* What to work on
Starting at the line with "locate the wooden shelf in the photo above.", transcribe each line through the final one, both included, and add nothing.

─── Data for this exercise

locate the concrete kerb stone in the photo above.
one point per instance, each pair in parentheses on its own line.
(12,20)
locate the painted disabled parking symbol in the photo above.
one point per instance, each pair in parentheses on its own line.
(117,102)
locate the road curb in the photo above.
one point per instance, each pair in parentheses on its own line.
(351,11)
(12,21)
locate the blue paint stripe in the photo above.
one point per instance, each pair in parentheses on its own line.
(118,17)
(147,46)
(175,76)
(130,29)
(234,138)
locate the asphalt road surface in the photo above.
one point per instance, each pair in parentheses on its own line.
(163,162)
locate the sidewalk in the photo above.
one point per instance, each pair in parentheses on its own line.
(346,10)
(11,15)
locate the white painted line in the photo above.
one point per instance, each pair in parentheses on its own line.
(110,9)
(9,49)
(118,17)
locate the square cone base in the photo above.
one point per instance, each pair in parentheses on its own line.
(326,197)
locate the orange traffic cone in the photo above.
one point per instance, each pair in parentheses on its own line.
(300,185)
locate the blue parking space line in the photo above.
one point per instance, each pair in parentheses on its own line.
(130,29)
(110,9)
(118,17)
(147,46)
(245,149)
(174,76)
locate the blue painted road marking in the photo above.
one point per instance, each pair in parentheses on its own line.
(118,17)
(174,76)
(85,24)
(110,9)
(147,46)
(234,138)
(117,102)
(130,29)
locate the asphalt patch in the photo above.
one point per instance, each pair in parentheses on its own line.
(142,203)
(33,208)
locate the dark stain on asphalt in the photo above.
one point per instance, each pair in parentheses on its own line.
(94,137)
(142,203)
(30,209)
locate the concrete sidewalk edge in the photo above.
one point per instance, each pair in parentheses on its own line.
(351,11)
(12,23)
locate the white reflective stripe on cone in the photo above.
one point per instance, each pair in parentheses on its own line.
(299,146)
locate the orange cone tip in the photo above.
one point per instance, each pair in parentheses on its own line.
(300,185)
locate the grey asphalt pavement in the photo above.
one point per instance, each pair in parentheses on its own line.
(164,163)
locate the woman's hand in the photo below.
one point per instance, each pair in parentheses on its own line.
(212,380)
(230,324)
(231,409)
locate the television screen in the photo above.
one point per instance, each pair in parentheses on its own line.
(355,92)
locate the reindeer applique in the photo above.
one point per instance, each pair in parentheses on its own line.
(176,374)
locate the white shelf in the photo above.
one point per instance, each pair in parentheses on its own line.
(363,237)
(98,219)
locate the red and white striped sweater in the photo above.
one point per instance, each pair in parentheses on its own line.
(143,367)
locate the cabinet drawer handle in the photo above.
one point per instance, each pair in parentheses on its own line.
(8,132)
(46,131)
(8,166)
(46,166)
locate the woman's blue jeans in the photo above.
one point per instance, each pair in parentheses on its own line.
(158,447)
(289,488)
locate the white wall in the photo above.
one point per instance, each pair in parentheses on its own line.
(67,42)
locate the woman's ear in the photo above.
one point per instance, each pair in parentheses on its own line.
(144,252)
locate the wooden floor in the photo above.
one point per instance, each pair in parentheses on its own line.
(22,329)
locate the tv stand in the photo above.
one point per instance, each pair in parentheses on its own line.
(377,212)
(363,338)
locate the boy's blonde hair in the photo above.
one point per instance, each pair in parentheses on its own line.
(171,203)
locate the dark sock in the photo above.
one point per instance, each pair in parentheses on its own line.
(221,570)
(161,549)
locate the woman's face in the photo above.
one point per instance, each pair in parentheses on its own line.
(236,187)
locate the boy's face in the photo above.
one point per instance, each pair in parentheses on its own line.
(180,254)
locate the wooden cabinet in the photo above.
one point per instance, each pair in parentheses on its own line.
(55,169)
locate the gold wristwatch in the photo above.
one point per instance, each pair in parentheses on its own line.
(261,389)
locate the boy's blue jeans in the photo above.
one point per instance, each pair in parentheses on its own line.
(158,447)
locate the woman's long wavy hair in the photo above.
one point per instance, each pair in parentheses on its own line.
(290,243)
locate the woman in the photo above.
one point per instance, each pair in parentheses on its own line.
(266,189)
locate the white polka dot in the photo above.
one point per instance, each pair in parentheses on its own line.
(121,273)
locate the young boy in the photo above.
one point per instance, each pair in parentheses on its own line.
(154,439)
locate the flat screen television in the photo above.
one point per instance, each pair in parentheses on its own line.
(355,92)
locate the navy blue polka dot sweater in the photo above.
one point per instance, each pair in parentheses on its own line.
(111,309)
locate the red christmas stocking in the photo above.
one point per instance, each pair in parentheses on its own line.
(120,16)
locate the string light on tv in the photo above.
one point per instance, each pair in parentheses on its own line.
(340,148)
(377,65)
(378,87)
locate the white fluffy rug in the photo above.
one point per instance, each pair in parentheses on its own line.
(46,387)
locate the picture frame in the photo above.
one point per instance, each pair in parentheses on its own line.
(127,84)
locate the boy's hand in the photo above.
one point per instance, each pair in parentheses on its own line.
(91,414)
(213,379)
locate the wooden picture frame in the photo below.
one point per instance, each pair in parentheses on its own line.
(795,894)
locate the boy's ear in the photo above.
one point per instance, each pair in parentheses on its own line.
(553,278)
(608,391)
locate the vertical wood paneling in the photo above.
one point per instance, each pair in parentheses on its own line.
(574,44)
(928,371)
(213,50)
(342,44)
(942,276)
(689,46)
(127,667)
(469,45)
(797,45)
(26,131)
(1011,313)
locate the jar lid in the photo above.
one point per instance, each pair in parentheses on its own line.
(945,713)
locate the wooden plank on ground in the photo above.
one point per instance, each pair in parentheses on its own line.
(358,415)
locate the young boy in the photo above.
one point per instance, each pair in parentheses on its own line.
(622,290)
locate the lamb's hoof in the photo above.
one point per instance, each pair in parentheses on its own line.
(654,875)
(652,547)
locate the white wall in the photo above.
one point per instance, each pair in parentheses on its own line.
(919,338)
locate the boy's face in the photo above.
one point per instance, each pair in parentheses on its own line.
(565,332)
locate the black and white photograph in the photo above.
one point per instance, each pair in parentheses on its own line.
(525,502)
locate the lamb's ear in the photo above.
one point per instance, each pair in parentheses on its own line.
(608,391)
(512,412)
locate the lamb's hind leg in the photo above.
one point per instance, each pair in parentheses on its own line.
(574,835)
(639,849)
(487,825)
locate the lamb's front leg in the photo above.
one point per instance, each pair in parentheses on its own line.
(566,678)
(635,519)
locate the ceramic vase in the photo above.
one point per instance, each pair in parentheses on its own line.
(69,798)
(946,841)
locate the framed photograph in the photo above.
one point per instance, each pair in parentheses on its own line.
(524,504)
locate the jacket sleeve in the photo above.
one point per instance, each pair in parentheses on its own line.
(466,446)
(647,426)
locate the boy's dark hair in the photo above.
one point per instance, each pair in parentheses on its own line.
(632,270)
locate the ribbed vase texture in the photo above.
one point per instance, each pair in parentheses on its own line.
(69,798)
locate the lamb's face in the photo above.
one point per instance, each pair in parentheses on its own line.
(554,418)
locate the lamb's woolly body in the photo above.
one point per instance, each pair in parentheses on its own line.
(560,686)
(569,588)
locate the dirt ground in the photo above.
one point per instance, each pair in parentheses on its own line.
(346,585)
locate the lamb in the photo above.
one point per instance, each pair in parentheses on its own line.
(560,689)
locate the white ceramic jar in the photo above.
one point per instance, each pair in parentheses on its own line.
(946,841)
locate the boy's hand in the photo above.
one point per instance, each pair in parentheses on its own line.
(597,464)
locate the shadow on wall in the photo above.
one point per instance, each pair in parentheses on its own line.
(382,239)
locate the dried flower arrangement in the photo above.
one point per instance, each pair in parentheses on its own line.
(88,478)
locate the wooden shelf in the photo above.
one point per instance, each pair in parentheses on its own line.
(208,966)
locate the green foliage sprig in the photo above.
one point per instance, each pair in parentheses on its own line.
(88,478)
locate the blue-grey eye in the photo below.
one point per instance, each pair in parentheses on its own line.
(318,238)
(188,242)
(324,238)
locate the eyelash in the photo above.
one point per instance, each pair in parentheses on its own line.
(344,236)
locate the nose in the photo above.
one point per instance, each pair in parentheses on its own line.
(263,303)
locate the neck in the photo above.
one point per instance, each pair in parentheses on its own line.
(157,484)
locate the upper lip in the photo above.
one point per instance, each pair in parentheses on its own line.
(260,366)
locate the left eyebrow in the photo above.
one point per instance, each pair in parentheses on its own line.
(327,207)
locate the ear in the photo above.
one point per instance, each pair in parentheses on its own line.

──────

* The answer
locate the wooden shelf in the photo above.
one point per instance, each pair in parentheses on its own line.
(208,966)
locate the green foliage sprig in the photo above.
one point per instance, each pair in parentheses on its own line.
(88,478)
locate the blue-grey eye in the photo below.
one point per instance, each pair in parentheses on its own line.
(318,238)
(188,242)
(324,238)
locate the eyelash in the photo above.
one point per instance, each pair in parentheses on its own line.
(344,236)
locate the nose in the photo above.
one point per instance, each pair in parentheses on its own line.
(263,303)
locate the neck in the photo above.
one point per instance, each pair in parentheses on its own line.
(157,484)
locate the upper lip in the photo above.
one point per instance, each pair in parentheses on its own line.
(260,366)
locate the left eyebrow in the photo above.
one point per instance, each pair in parentheses on its own line.
(327,207)
locate the ear in the photo above.
one point per instance, each pair in parentheses on its own line.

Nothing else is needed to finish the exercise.